### Required work
Find and copy every line of the items below that contains the word "dense". Case counts.

[Object pointing dataset rows]
--------------------------------------------------

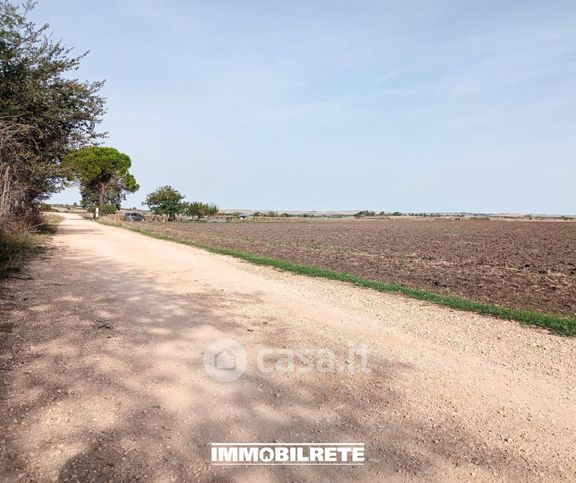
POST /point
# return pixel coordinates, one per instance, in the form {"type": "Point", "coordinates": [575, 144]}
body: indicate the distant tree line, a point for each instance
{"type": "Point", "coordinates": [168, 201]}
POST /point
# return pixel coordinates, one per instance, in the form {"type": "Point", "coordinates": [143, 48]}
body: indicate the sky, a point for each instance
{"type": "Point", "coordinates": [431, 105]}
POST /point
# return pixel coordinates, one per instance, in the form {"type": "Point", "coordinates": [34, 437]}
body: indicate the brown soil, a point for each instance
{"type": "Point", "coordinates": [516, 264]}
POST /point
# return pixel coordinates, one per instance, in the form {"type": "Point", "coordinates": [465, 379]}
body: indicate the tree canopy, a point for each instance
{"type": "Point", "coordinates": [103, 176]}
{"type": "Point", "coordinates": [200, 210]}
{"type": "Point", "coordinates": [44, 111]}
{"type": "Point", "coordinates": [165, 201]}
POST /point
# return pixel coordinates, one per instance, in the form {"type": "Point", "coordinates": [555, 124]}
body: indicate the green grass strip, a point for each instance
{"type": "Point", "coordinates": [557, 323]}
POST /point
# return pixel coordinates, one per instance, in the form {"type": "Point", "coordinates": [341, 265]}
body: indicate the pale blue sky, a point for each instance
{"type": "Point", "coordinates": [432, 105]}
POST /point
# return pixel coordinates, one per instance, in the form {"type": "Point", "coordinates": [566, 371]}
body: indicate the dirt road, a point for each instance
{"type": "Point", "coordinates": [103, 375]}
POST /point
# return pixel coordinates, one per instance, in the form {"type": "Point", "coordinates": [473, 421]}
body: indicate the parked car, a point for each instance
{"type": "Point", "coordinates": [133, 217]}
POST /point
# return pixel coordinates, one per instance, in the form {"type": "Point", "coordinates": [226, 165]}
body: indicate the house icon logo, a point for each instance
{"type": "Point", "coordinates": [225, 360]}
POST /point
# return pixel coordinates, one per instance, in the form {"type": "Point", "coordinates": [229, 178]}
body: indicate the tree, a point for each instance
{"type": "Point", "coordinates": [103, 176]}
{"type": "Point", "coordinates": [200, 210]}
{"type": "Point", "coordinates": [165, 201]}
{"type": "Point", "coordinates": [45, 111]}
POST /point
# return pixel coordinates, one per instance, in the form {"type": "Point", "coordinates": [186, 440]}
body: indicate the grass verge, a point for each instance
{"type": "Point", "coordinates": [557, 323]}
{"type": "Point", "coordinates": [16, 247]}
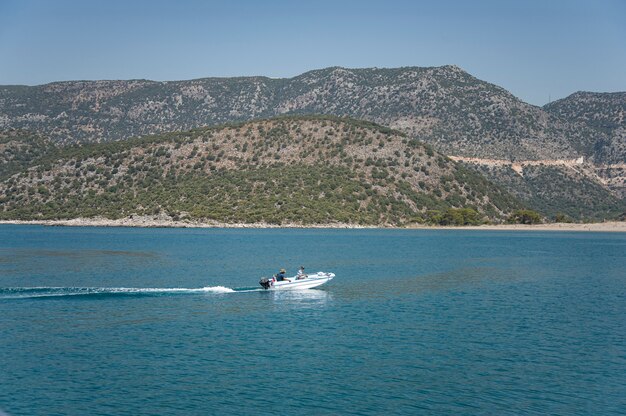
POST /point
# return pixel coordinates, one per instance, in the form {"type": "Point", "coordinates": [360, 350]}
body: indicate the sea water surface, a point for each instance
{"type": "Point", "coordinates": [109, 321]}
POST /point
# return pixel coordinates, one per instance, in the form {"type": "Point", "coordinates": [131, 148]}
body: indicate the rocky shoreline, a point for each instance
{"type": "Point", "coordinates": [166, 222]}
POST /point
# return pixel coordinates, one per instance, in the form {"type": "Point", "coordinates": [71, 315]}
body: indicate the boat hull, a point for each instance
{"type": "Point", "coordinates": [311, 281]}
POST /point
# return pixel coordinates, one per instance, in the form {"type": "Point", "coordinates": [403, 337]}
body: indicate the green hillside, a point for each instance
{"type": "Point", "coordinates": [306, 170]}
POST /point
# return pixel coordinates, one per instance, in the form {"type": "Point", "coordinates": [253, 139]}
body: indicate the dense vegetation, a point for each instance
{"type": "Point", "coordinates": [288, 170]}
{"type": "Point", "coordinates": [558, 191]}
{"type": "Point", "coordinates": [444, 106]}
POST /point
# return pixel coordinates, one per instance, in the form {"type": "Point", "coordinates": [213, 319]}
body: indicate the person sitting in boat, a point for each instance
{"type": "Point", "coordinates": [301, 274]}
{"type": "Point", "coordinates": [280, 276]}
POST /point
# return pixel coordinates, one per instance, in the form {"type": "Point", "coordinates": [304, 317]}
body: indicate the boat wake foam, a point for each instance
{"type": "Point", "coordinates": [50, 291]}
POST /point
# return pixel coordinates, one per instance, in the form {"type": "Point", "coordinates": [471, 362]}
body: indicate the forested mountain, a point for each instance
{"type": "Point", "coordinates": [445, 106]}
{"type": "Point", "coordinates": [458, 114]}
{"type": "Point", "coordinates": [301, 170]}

--------------------------------------------------

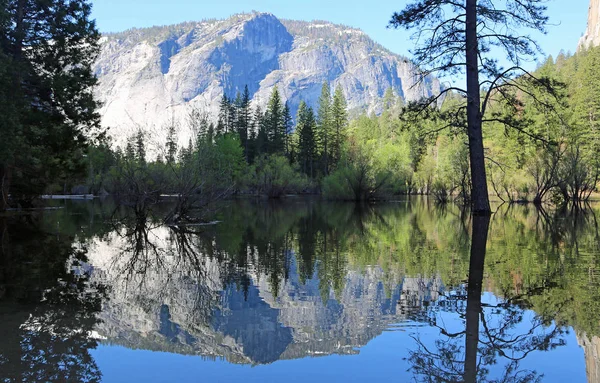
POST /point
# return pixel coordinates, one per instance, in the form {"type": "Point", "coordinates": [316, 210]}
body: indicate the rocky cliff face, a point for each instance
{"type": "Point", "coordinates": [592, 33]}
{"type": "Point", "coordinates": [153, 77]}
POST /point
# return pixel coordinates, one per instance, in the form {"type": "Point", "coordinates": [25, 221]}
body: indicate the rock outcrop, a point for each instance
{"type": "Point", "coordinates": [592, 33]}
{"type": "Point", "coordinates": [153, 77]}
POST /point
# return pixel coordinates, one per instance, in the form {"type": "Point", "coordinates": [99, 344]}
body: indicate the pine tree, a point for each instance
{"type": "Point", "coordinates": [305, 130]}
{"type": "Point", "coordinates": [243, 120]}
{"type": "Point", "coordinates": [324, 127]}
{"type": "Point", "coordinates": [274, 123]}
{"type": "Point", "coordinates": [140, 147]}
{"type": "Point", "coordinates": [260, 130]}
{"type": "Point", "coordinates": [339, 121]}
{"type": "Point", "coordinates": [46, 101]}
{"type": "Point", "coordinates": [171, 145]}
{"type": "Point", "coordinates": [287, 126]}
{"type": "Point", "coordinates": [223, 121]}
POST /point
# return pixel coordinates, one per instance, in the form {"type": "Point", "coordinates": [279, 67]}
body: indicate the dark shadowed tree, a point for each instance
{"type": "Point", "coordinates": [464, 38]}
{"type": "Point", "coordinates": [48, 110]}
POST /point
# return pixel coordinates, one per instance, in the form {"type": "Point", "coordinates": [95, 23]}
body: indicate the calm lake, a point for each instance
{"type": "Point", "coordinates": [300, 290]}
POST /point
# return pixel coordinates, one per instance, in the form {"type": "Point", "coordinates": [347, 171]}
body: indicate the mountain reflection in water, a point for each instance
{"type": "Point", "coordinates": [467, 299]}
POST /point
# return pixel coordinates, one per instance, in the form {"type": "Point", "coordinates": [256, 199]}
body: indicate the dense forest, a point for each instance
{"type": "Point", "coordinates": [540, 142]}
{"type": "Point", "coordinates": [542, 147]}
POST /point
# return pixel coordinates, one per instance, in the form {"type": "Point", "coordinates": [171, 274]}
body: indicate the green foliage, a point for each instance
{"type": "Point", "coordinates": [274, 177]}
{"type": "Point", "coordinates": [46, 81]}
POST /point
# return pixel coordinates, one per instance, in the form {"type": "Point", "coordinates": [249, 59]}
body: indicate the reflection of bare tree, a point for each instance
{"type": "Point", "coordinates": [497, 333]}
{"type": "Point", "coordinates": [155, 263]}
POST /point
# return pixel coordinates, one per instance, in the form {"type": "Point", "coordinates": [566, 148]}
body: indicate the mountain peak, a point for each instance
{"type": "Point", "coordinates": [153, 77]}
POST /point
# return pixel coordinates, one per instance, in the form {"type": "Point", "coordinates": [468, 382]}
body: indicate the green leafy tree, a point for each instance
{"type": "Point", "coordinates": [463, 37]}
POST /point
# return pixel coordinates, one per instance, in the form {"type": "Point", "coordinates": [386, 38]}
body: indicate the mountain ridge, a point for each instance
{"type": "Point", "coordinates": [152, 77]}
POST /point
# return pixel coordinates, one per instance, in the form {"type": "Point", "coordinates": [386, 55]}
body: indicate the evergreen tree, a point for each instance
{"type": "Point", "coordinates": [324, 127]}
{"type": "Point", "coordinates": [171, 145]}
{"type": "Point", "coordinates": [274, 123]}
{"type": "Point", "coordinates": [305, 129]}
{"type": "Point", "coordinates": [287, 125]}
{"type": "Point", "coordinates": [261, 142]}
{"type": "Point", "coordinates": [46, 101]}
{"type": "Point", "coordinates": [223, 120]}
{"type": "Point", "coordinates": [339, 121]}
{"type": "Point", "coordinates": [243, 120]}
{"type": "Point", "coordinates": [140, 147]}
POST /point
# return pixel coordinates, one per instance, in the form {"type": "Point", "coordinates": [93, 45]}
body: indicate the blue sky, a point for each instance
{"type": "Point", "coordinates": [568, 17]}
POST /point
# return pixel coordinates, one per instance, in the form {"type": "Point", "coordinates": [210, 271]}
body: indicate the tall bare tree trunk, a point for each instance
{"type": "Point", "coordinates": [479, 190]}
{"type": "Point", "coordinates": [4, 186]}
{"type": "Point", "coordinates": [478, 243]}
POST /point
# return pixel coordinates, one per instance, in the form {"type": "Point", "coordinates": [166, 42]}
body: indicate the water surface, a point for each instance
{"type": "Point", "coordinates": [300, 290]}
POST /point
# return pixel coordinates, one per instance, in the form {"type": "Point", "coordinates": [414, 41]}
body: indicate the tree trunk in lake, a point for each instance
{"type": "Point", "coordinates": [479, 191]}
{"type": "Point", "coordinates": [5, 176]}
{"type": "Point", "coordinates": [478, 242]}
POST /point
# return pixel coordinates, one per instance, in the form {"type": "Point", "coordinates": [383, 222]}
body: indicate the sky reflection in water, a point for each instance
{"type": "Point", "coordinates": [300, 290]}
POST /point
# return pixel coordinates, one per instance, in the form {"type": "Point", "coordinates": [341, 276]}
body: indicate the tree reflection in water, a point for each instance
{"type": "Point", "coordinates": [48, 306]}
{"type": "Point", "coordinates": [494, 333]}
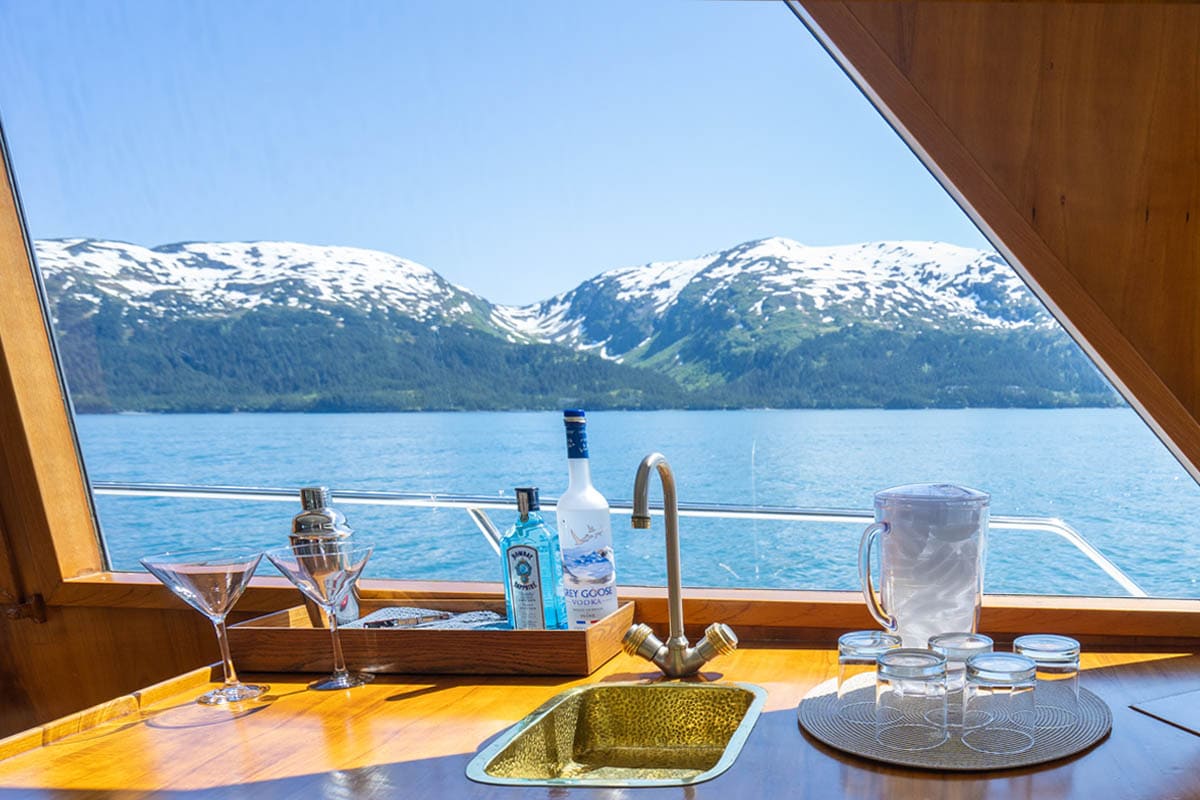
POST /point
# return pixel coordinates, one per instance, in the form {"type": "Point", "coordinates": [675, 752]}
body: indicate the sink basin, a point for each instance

--------------------------------------------------

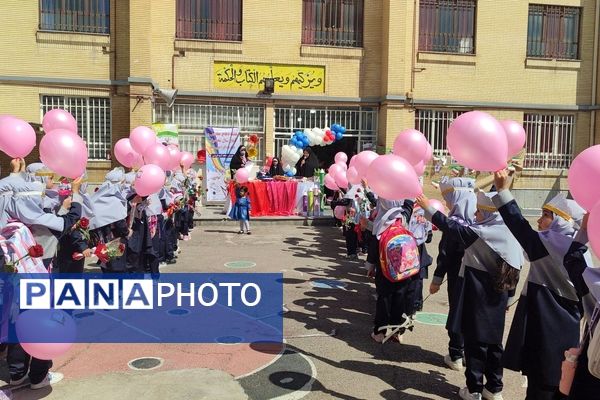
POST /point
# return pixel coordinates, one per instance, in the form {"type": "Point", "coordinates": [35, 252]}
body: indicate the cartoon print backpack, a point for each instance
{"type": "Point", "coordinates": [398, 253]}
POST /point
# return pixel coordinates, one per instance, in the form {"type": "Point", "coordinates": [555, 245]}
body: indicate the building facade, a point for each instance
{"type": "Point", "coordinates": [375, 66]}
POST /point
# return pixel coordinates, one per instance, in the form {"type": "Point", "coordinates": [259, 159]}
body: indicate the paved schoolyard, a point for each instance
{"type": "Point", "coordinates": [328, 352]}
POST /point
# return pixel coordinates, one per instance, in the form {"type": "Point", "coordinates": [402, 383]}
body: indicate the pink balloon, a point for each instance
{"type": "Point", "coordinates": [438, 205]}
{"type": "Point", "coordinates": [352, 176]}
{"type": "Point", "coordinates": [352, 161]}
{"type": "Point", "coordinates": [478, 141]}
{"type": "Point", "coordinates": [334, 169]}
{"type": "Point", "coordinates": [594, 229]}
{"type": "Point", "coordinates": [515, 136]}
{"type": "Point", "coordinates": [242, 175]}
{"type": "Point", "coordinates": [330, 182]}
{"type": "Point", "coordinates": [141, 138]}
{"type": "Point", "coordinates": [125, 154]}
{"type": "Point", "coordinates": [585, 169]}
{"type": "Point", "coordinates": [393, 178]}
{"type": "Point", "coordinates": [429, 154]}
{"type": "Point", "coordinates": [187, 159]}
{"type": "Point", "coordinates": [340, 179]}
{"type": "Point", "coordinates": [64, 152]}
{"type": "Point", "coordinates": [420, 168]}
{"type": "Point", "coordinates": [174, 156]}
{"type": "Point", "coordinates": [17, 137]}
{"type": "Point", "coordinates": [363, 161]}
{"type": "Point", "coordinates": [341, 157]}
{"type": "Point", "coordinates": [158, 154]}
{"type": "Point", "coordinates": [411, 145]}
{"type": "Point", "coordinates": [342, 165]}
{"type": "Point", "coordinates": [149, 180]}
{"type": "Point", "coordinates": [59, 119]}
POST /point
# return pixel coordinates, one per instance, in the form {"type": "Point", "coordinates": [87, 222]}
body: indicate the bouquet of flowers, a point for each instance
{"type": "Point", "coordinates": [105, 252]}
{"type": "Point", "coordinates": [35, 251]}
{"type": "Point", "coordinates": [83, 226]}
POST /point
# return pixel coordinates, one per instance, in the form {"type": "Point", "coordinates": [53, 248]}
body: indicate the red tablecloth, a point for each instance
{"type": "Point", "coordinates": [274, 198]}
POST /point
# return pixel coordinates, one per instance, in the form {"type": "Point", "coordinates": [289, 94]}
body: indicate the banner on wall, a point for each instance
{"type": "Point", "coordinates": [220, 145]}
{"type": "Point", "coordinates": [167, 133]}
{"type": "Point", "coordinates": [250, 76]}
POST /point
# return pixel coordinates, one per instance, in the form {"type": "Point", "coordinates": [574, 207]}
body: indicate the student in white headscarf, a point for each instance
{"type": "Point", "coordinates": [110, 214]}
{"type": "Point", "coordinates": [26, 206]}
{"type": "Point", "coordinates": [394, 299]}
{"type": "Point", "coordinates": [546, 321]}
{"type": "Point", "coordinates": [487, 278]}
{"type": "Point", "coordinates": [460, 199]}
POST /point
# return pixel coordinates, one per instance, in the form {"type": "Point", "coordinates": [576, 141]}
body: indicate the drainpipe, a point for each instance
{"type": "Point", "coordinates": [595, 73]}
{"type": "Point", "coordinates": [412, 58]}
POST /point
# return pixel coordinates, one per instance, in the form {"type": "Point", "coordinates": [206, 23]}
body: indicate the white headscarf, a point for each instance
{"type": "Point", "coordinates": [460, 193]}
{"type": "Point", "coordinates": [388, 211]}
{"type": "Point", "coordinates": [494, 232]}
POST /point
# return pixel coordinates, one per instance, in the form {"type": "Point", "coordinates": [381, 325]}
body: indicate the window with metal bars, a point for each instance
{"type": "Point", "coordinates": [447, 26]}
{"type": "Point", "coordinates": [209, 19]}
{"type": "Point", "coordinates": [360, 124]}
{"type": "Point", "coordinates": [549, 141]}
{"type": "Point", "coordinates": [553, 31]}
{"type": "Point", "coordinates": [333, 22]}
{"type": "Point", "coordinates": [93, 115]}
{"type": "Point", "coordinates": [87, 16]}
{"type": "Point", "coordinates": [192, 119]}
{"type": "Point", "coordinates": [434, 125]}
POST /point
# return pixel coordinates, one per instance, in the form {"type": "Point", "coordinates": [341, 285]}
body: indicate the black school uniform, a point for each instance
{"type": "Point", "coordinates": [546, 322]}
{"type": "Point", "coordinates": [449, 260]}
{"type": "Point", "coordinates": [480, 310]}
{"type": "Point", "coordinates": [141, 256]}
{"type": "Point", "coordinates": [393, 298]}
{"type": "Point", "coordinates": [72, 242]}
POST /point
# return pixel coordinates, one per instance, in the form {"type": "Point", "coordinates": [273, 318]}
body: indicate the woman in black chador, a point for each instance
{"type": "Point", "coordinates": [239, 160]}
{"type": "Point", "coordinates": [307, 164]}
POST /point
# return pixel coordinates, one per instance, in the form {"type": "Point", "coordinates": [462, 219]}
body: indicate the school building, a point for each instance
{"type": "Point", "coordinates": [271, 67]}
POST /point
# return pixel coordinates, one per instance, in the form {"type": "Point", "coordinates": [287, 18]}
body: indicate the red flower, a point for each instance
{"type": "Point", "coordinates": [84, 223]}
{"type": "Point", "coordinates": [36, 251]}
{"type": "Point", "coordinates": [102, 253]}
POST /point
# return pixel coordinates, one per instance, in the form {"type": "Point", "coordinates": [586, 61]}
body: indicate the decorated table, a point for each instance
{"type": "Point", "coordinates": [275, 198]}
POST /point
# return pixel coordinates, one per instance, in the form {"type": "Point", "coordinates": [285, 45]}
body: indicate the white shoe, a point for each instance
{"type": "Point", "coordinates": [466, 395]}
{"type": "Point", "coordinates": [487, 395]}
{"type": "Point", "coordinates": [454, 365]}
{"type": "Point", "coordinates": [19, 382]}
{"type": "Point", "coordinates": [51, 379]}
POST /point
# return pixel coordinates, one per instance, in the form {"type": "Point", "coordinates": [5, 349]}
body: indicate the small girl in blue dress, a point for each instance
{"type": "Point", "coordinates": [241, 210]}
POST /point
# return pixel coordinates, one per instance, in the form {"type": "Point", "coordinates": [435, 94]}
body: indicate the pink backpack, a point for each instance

--------------------------------------------------

### Solution for this exercise
body: indicate the dense vegetation, a point for each instance
body: indicate the dense forest, a point for each instance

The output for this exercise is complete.